Task description:
Copy word for word the lines of the listing between the line containing "In which area of the above frame can the packed" and the line containing "[1,0,527,350]", inclusive.

Dataset entries

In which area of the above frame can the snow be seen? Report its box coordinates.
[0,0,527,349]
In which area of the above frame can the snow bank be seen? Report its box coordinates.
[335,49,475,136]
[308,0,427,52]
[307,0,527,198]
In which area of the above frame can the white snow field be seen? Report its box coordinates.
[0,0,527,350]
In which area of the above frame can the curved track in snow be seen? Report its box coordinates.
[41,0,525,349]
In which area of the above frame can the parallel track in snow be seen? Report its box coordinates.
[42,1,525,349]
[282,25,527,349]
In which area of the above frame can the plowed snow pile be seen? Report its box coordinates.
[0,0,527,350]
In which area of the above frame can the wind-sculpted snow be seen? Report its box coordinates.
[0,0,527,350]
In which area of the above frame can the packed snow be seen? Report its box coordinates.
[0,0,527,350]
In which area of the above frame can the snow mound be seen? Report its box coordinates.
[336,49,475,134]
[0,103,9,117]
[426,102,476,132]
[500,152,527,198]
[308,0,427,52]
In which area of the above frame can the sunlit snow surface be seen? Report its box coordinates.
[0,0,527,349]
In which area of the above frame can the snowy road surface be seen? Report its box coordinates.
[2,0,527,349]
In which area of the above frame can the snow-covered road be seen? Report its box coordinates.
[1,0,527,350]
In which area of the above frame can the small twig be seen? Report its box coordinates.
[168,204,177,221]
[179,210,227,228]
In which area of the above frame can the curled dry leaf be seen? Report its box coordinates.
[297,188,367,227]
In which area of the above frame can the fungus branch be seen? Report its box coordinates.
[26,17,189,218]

* * *

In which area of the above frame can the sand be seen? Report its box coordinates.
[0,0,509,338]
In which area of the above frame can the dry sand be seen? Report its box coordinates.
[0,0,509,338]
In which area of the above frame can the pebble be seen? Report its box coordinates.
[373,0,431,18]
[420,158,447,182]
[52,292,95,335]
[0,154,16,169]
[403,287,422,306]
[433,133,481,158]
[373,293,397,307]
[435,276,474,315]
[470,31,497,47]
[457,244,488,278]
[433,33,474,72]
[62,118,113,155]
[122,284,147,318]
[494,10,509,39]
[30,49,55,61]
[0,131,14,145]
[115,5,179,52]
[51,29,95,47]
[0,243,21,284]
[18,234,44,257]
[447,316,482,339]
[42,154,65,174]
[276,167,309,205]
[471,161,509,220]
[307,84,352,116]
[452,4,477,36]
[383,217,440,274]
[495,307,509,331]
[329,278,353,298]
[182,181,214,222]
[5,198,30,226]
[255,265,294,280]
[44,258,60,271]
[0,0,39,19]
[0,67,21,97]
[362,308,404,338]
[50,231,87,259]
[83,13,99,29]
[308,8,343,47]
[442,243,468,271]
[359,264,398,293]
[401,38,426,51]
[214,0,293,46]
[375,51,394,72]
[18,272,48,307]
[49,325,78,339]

Solution to this problem:
In which area of the above frame can the packed snow be seen? Report its box coordinates.
[0,0,527,350]
In which area of the above frame can the snow mound be seen? Report its box coordinates.
[336,49,475,134]
[0,103,9,117]
[426,102,476,132]
[500,152,527,198]
[308,0,427,52]
In which area of the above frame can the sunlit snow surface be seen? Report its box coordinates.
[0,0,527,349]
In which area of the above frame can the snowy road surface be seen? Report its box coordinates.
[2,0,527,349]
In which area of the above frame can the snow-covered road be seen? Report its box coordinates.
[1,0,527,350]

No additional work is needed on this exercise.